▶ [Problem statement] Extend the abstract on stormwater infrastructure water budgets below, picking up right after its last sentence.

More than 100 case studies from the published literature were reviewed to compile simplified, representative water budgets for green and gray stormwater infrastructure systems, including retention and detention ponds, green roofs, bioretention cells, porous pavement, natural and constructed wetlands, and other stormwater control measures. Then, the long-term cumulative water budgets for these systems were compared using a ternary plot tool called the Water Budget Triangle, which quantifies hydrologic performance to address the fundamental question: “How does water leave a closed system?” Understanding the underlying physical, ecological and hydrologic controls on individual stormwater strategies helps to identify appropriate management alternatives for specific sites. This information has utility for planners, engineers and decision-makers who must consider small, catchment-scale ecohydrology to effect change at the watershed scale. The results of this study help consolidate diverse stormwater management strategies into a unified set of green and gray stormwater tools, which are based on real-world data.

(Records from a dataset)
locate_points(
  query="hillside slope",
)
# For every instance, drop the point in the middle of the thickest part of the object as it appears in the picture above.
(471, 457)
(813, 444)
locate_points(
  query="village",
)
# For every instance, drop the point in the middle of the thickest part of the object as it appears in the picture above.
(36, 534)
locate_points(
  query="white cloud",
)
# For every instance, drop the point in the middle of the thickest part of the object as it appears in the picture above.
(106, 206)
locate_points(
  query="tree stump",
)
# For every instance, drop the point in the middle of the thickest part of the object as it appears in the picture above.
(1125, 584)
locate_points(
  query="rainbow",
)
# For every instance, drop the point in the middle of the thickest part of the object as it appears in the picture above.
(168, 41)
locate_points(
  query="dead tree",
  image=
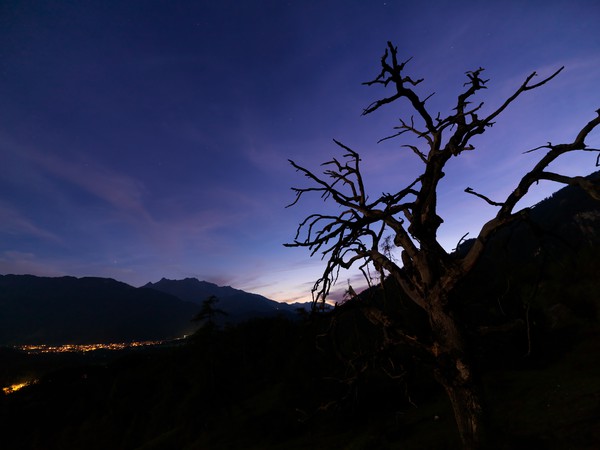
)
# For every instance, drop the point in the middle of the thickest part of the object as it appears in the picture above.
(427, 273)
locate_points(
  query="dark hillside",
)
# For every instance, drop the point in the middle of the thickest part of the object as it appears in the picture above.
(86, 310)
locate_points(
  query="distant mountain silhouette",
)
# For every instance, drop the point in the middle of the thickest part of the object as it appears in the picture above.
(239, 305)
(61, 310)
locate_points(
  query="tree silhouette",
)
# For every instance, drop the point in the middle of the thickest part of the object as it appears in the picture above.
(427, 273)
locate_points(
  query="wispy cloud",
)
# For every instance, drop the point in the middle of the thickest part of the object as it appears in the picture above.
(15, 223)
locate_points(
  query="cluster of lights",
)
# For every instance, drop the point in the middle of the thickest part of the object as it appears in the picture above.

...

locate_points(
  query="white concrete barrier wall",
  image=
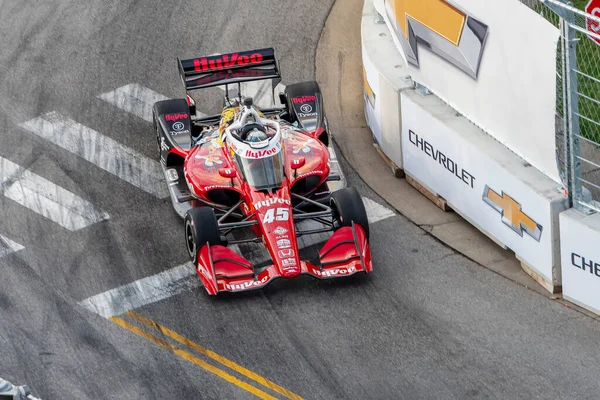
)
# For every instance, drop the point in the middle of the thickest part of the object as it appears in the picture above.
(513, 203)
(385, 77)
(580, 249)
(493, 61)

==

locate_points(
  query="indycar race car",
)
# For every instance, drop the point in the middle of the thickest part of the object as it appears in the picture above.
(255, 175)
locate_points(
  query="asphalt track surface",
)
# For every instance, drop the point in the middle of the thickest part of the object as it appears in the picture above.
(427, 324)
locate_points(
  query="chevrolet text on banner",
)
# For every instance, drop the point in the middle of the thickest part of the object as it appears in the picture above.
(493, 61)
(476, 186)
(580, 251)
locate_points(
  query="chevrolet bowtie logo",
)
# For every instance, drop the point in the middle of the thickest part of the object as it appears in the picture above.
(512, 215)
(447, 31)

▶ [Task response]
Results/Conclusions
This study aims to overcome communication barriers currently limiting green infrastructure implementation, and facilitate the following: 1) conveying technical information about green and conventional stormwater devices to both technical and lay stakeholders and decision makers; 2) providing a unifying visual aid to compare performance of dissimilar systems; 3) eliminate non-technical uncertainty in language representing stormwater best management practices; and 4) develop an understanding of ecological factors affecting stormwater systems that are often excluded from urban ecology. To do this, physical and ecological co-variables were examined alongside water budgets to understand site-specific controls on hydrologic performance. Understanding the underlying ecohydrology of each type of structure allows pertinent design, maintenance and retro-fitting changes to become obvious and implementable ways of improving long-term hydrologic retention and realizing water quality benefits. For example, evaporation is a significant loss pathway for many stormwater management structures, including detention ponds and porous pavement systems, but this variable is frequently ignored during modelling and design stages. Design modifications that augment stormwater capture by increasing evaporation or transpiration from detention ponds and porous pavement would improve overall volumetric reduction on site, thus reducing stormwater runoff. This talk describes the representative hydrology of each structure type, discusses physical and ecological controls at the site level, and makes suggestions for management or design changes that may beneficially influence hydrologic performance.